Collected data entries
──────────────────────────────

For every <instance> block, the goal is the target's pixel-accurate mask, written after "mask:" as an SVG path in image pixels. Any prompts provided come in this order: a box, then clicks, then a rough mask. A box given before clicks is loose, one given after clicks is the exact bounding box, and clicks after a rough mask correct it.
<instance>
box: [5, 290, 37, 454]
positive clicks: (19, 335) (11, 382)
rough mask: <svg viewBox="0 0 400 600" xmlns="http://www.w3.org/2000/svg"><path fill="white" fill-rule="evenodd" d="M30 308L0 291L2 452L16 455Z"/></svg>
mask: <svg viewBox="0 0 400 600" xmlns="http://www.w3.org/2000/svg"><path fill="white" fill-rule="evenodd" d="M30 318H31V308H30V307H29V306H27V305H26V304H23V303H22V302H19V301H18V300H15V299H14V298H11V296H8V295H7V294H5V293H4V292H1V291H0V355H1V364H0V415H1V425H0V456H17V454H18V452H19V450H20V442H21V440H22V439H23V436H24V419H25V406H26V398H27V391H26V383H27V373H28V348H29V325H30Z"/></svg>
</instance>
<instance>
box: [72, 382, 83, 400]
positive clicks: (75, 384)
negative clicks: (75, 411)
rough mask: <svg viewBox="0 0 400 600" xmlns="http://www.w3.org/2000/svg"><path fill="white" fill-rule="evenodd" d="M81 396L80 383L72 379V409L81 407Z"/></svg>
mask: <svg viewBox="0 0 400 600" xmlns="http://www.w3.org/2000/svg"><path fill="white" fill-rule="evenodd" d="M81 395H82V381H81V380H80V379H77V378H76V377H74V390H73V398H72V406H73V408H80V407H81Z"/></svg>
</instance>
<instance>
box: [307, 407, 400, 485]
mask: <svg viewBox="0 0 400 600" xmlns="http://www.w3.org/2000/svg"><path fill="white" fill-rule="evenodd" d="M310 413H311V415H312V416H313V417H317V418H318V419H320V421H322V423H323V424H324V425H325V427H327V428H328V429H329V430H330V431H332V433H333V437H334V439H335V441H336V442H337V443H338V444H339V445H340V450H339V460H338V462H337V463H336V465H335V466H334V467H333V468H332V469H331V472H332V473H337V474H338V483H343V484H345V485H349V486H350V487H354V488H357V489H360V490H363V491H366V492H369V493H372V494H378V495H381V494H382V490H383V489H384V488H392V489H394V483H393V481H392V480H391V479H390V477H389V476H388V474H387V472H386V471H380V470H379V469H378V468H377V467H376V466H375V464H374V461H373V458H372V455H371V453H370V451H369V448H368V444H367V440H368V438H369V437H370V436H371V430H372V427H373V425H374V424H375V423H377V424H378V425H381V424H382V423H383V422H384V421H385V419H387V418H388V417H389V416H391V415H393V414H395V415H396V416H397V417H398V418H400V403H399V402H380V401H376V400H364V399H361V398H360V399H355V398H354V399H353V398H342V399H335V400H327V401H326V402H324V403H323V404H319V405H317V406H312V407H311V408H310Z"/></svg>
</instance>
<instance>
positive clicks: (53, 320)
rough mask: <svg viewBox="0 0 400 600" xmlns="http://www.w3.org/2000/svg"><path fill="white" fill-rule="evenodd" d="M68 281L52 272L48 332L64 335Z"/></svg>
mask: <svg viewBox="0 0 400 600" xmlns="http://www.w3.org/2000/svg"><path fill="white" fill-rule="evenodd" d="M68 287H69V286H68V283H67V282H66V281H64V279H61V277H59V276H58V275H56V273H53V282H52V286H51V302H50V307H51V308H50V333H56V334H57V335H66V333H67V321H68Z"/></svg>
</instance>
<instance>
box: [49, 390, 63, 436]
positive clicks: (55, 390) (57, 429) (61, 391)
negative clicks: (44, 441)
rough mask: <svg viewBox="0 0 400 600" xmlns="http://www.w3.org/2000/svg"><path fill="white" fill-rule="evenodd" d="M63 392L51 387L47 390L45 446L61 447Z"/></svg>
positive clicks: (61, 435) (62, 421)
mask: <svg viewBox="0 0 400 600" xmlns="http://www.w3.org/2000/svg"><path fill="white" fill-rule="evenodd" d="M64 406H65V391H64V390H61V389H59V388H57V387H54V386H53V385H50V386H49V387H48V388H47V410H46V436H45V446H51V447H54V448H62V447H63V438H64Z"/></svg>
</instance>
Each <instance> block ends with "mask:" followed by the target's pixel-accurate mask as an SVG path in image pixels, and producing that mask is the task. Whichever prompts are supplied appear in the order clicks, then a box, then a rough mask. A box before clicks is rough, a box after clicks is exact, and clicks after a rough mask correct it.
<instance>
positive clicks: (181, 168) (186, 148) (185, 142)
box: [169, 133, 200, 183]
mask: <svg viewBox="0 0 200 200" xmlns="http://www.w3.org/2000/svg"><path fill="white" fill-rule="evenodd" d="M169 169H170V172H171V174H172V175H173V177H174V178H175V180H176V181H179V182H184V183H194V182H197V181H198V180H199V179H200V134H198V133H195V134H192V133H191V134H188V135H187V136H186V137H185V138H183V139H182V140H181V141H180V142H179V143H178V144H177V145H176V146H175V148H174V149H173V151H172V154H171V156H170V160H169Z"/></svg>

──────────────────────────────

▶ [Work instruction] Please transcribe the data shown above in full, exactly as it stands.

▶ [Expected output]
For every <instance> block, the goal is the target's pixel-accurate mask, written after "mask:" as an SVG path in image pixels. Any prompts provided come in this order: a box, then clicks, then a rough mask. A box given before clicks is loose, one given after clicks is the exact bounding box, and clicks after a rough mask correct it.
<instance>
box: [5, 290, 37, 454]
positive clicks: (19, 335) (11, 382)
rough mask: <svg viewBox="0 0 400 600" xmlns="http://www.w3.org/2000/svg"><path fill="white" fill-rule="evenodd" d="M30 308L0 291L2 452L16 455Z"/></svg>
mask: <svg viewBox="0 0 400 600" xmlns="http://www.w3.org/2000/svg"><path fill="white" fill-rule="evenodd" d="M30 318H31V308H30V307H29V306H27V305H26V304H23V303H22V302H19V301H18V300H15V299H14V298H11V296H8V295H7V294H5V293H4V292H1V291H0V355H1V364H0V415H1V425H0V456H17V454H18V452H19V450H20V442H21V440H22V439H23V436H24V419H25V406H26V398H27V391H26V383H27V373H28V348H29V325H30Z"/></svg>
</instance>
<instance>
box: [72, 382, 83, 400]
positive clicks: (75, 384)
negative clicks: (75, 411)
rough mask: <svg viewBox="0 0 400 600" xmlns="http://www.w3.org/2000/svg"><path fill="white" fill-rule="evenodd" d="M81 396L80 383L72 379V409L81 407Z"/></svg>
mask: <svg viewBox="0 0 400 600" xmlns="http://www.w3.org/2000/svg"><path fill="white" fill-rule="evenodd" d="M81 395H82V381H81V380H80V379H77V378H76V377H74V390H73V398H72V406H73V408H80V407H81Z"/></svg>
</instance>
<instance>
box: [307, 407, 400, 485]
mask: <svg viewBox="0 0 400 600" xmlns="http://www.w3.org/2000/svg"><path fill="white" fill-rule="evenodd" d="M310 413H311V415H312V416H313V417H317V418H318V419H320V421H322V423H323V424H324V425H325V427H327V428H328V429H329V430H330V431H332V433H333V437H334V439H335V441H336V442H337V443H338V444H339V445H340V450H339V460H338V462H337V463H336V465H335V466H334V467H333V468H332V469H331V472H332V473H337V474H338V483H343V484H345V485H349V486H350V487H354V488H357V489H360V490H363V491H366V492H369V493H372V494H378V495H381V494H382V490H383V489H384V488H392V489H394V483H393V481H392V480H391V479H390V477H389V476H388V474H387V472H386V471H380V470H379V469H378V468H377V467H376V466H375V464H374V461H373V458H372V455H371V453H370V451H369V448H368V444H367V440H368V438H369V437H370V436H371V430H372V427H373V425H374V424H375V423H377V424H378V425H381V424H382V423H383V422H384V421H385V419H387V418H388V417H389V416H391V415H393V414H395V415H396V416H397V417H398V418H400V403H399V402H380V401H376V400H364V399H361V398H360V399H355V398H354V399H353V398H342V399H335V400H327V401H326V402H324V403H323V404H319V405H317V406H312V407H311V408H310Z"/></svg>
</instance>
<instance>
positive clicks: (53, 320)
rough mask: <svg viewBox="0 0 400 600" xmlns="http://www.w3.org/2000/svg"><path fill="white" fill-rule="evenodd" d="M68 281L52 272L48 332L64 335Z"/></svg>
mask: <svg viewBox="0 0 400 600" xmlns="http://www.w3.org/2000/svg"><path fill="white" fill-rule="evenodd" d="M68 287H69V286H68V283H67V282H66V281H64V279H61V277H59V276H58V275H56V273H53V282H52V286H51V302H50V307H51V308H50V333H56V334H57V335H66V333H67V321H68Z"/></svg>
</instance>
<instance>
box: [49, 390, 63, 436]
positive clicks: (55, 390) (57, 429) (61, 391)
negative clicks: (44, 441)
rough mask: <svg viewBox="0 0 400 600" xmlns="http://www.w3.org/2000/svg"><path fill="white" fill-rule="evenodd" d="M63 392L51 387L47 390L45 446L61 447Z"/></svg>
positive clicks: (61, 435) (62, 421)
mask: <svg viewBox="0 0 400 600" xmlns="http://www.w3.org/2000/svg"><path fill="white" fill-rule="evenodd" d="M64 406H65V391H64V390H61V389H59V388H57V387H54V386H53V385H50V386H49V387H48V388H47V410H46V436H45V446H51V447H54V448H62V447H63V438H64Z"/></svg>
</instance>
Each <instance> block ends with "mask:" followed by the target's pixel-accurate mask as an SVG path in image pixels, and producing that mask is the task. Whichever prompts are supplied appear in the order clicks, then a box, then a rough mask. A box before clicks is rough, a box after clicks is exact, and clicks after a rough mask correct it.
<instance>
positive clicks: (181, 168) (186, 148) (185, 142)
box: [169, 133, 200, 183]
mask: <svg viewBox="0 0 200 200" xmlns="http://www.w3.org/2000/svg"><path fill="white" fill-rule="evenodd" d="M169 169H170V172H171V174H172V175H173V177H174V178H175V180H176V181H179V182H184V183H194V182H197V181H198V180H199V179H200V134H198V133H195V134H192V133H191V134H188V135H187V136H186V137H185V138H183V139H182V140H181V141H180V142H179V143H178V144H177V145H176V146H175V148H174V149H173V151H172V154H171V156H170V160H169Z"/></svg>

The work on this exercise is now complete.